- **Отрывок для чтения**:
◆ ◆ ◆ ◆ ◆ ◆ ◆
Читаем Записки солдата полностью

В то утро, когда Роммель отвел свои танки, американский самолет "С-54", прилетевший со стороны южной части Атлантики, спланировал над портовым городом Дакаром на побережье Французской Северной Африки и запрыгал по неровной взлетно-посадочной полосе еще не законченной строительством авиационной базы.

Стоял холодный, ветреный день, и тонконогие сенегальцы, таскавшие металлические пластины, зябко кутались в свои лохмотья. Я вылез из самолета, разминая затекшие ноги. Мы прибыли на театр военных действий Эйзенхауэра.

3. Тунис

Наш самолет прибыл одним из первых прямо из Натала в Бразилии на еще строившуюся базу командования транспортной авиации в Дакаре. До открытия этой линии самолеты в южной части Атлантики следовали через остров Вознесения, на котором был устроен промежуточный аэродром, к британской базе в Аккра - 2100 километров южнее Дакара.

После 25-центового завтрака, приготовленного из консервированного бекона и яичного порошка, который нам предложили в домике из толя на аэродроме в Дакаре, мы снова сели в самолет, чтобы продолжить наш путь на север еще на 2250 километров до Марракеша во Французском Марокко. Самолет несколько часов летел над безжизненной Сахарой. Но как только мы пересекли границу Марокко, снежные пики Высокого Атласа круто поднялись над пустынной равниной, и наш дальнейший путь мы продолжали между ними. За горным хребтом, на плодородных северных склонах, лежал Марракеш, похожий на хрустальный город в центре зеленого оазиса. С высоты белые огромные мечети города казались нам гигантскими грибами. Мы приземлились здесь и провели ночь в отеле "Арабеск Мамуниа". На следующий день рано утром мы вылетели в Алжир на грузовом самолете "С-47".
◆ ◆ ◆ ◆ ◆ ◆ ◆
- **Исходные данные**:
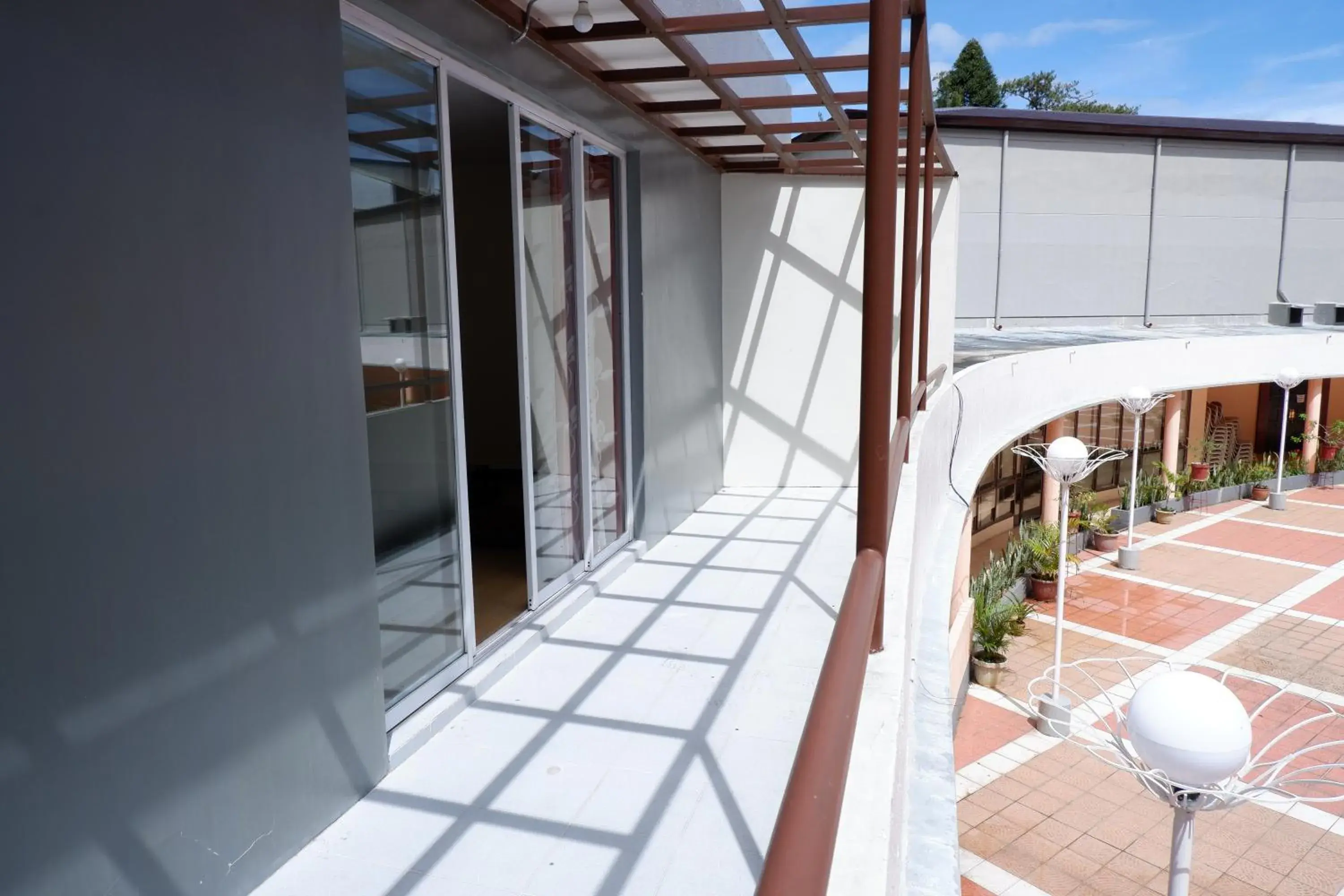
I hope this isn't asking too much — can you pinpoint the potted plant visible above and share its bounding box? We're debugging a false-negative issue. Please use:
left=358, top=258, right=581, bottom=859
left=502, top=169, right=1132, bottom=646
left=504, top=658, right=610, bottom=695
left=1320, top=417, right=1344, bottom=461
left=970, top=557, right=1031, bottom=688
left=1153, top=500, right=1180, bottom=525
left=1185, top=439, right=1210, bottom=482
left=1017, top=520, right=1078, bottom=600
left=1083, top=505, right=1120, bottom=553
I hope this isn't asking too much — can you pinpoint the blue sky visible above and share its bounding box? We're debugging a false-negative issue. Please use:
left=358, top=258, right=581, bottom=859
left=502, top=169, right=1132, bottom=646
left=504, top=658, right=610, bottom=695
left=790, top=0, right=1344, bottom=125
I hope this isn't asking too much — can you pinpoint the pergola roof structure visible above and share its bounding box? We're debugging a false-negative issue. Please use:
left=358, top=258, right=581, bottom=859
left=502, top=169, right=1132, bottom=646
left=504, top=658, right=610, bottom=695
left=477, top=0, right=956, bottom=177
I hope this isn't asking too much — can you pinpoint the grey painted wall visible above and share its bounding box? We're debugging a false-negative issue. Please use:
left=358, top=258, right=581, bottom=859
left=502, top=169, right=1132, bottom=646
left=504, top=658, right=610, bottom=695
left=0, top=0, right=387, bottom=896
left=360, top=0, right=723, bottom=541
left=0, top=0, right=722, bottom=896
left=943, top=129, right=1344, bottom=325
◆ ◆ ◆ ◆ ◆ ◆ ◆
- **Задание**: Продолжите отрывок о перелете через Дакар и Марракеш, начав сразу после его последней фразы.

- **Результат задания**:
Бронированный "Кадиллак" Эйзенхауэра уже поджидал нас у ангаров, когда днем 24 февраля 1943 г., поднимая фонтаны воды, мы приземлились на разбитом бомбами аэродроме в предместьях Алжира. Бронированный автомобиль был изготовлен в Англии по настоянию офицеров разведки, опасавшихся за безопасность Эйзенхауэра на узких людных улицах Алжира. Однако покрышки не выдерживали тяжести бронированного кузова, смонтированного на обычном шасси автомобиля, и в конце концов машина была передана для перевозки важных персон. Сойдя с взлетно-посадочной полосы, покрытой металлическими пластинами, мы потащили наш багаж, шагая по непролазной грязи, и я впервые понял Айка, который жаловался генералу Маршаллу на грязь, приковавшую авиацию к земле. Уже много лет здесь не было таких сильных дождей, как в эту зиму. Они превратили Северную Африку в болото, в котором тонули даже стальные пластины, доставленные сюда для улучшения аэродромов.

Штаб союзных войск Эйзенхауэра был втиснут в неуклюжий отель "Сент-Джордж". Отель стоял на покрытом пальмами склоне холма, возвышавшегося над оживленной гаванью Алжира. Суда "Либерти" теснились у причалов, на которых сновали грузчики-арабы. Пасмурное небо было усеяно аэростатами заграждения. Отель "Сент-Джордж", коридоры которого были отделаны мозаикой, стал африканским Пентагоном, заполненным прекрасно одетыми офицерами союзных войск. Как и все штабы, штаб союзных войск угрожающе разросся после высадки десанта в Алжире. В нем работало не менее 1100 офицеров.

По прибытии в отель "Сент-Джордж" меня немедленно провели в кабинет Эйзенхауэра. По соседству помещался кабинет его неутомимого начальника штаба Беделла Смита Так началась моя совместная служба с Дуайтом Эйзенхауэром, которая продолжалась всю войну. В течение 28 лет после окончания Вест-Пойнта нас перемещали из одного гарнизона в другой, но мы никогда не служили вместе. По существу, мы виделись не более шести раз, и то лишь во время спортивных соревнований армии и флота и на редких традиционных встречах выпускников.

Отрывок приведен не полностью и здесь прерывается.